## Natural language region descriptions

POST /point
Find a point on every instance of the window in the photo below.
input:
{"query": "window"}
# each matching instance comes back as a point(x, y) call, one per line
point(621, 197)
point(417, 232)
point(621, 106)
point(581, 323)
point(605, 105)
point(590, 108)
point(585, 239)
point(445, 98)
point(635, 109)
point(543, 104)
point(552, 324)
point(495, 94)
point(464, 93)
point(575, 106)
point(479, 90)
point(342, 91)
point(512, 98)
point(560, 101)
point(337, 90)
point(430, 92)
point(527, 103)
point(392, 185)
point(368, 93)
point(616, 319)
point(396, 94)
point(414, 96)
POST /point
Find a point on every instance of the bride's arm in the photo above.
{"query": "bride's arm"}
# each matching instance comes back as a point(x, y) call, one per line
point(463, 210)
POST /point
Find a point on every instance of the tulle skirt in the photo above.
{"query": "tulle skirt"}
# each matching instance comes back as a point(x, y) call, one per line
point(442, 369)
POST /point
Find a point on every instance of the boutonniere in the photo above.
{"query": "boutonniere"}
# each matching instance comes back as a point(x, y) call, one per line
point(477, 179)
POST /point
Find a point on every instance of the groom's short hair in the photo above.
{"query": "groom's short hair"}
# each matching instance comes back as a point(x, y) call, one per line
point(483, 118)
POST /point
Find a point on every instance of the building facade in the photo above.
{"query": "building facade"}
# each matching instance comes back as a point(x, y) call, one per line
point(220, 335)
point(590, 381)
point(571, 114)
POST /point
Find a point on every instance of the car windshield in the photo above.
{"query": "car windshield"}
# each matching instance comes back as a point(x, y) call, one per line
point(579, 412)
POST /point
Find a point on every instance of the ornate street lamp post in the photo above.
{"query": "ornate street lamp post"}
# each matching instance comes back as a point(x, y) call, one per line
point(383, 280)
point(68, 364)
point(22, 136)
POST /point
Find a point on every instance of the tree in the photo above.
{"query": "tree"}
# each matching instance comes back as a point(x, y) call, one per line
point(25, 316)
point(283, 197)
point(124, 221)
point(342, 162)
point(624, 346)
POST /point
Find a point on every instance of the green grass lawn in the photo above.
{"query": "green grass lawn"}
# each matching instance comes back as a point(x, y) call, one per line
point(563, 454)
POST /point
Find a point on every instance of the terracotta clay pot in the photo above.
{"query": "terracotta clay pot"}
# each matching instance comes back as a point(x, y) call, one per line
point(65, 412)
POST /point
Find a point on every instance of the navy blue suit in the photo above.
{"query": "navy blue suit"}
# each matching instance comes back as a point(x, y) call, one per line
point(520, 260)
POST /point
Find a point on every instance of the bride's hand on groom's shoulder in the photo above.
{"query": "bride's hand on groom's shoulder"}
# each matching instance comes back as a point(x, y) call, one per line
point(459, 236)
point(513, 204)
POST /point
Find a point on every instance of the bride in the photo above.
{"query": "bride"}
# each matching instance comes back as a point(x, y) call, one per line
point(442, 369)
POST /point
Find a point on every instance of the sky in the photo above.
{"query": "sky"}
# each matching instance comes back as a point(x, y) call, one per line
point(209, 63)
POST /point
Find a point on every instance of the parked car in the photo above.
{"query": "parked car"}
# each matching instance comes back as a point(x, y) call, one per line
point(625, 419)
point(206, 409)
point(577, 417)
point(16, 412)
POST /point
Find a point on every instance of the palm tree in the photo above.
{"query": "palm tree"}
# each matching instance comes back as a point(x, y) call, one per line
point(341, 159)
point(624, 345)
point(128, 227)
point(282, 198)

## Task directions
Set down each record again, exactly as written.

## Answer
POST /point
Find a point on every instance of the window in the photo below.
input:
{"query": "window"}
# each matching instance comes back as a point(x, y) call, one per line
point(621, 197)
point(417, 232)
point(621, 106)
point(581, 323)
point(605, 105)
point(590, 108)
point(585, 239)
point(445, 98)
point(635, 109)
point(543, 104)
point(552, 324)
point(495, 94)
point(464, 93)
point(575, 106)
point(479, 90)
point(342, 91)
point(512, 98)
point(560, 101)
point(337, 90)
point(430, 92)
point(527, 103)
point(392, 185)
point(368, 93)
point(616, 319)
point(396, 94)
point(414, 96)
POST /point
Find a point on every instance of the bride's arm in the photo above.
{"query": "bride's arm"}
# each matching instance comes back as a point(x, y) call, one per line
point(463, 210)
POST /point
Find a point on every instance of the tulle skirt in the photo above.
{"query": "tulle skirt"}
# each matching instance comes back as a point(x, y) call, one per line
point(442, 369)
POST /point
Find a point on every instance of the boutonniere in the photo above.
{"query": "boutonniere"}
# each matching instance comes back as a point(x, y) call, one per line
point(477, 179)
POST /point
Find a point on every instance of the groom's short hair in the photo above.
{"query": "groom's short hair"}
# each matching instance comes back as a point(x, y) call, one per line
point(483, 118)
POST /point
Find a point on every instance of the building facade in the photo above.
{"query": "building facade"}
# each matching instance comes back as a point(x, y) call, one per line
point(220, 335)
point(590, 381)
point(571, 114)
POST /point
Find a point on every instance of the car windshield in the photo above.
{"query": "car windshield"}
# each matching instance comes back as a point(x, y) call, one per line
point(579, 412)
POST /point
Find a point on every instance of the ornate street lamp post in the photo above.
{"query": "ornate street lamp post"}
# each matching instance comes back as a point(x, y) call, one per line
point(383, 280)
point(68, 364)
point(22, 136)
POST /point
Find a point on every instance of the tree in the photo above.
{"query": "tree"}
# each matching instance comes back as a point(x, y) call, one per line
point(25, 316)
point(283, 197)
point(124, 221)
point(342, 162)
point(624, 346)
POST /point
Find a point on every instance of the green grass lawn in the photo above.
{"query": "green grass lawn"}
# each matching instance comes back as a point(x, y) call, one per line
point(563, 454)
POST /point
Find a point on every instance of the terracotta clay pot in the photo above.
{"query": "terracotta clay pot"}
# each matching instance comes back as a point(x, y) call, one per line
point(65, 412)
POST /point
Find a point on every instance of the navy blue suit in the photo above.
{"query": "navy blue suit"}
# each matching instance comes back as a point(x, y) call, one per line
point(520, 260)
POST /point
Find a point on every instance of the bride's hand on groom's shoulder in the photo above.
{"query": "bride's hand on groom's shoulder"}
# each matching instance comes back as a point(x, y) call, one per line
point(459, 236)
point(513, 204)
POST /point
Find a point on every instance of the bride in the photo above.
{"query": "bride"}
# each matching instance comes back as a point(x, y) call, one per line
point(442, 369)
POST /point
Find a point on every instance of the sky in the photo above.
{"query": "sky"}
# each matching instance comes back as a point(x, y) call, one per line
point(209, 63)
POST /point
Find a point on every instance of the parked car in the photo above.
{"query": "parked car"}
# each matching instance comes back as a point(x, y) call, one per line
point(625, 419)
point(206, 409)
point(577, 417)
point(16, 412)
POST /point
Find a point on every instance of the palm tree in the photo above.
{"query": "palm tree"}
# each matching instance comes back as a point(x, y) call, one per line
point(341, 159)
point(624, 345)
point(128, 227)
point(282, 198)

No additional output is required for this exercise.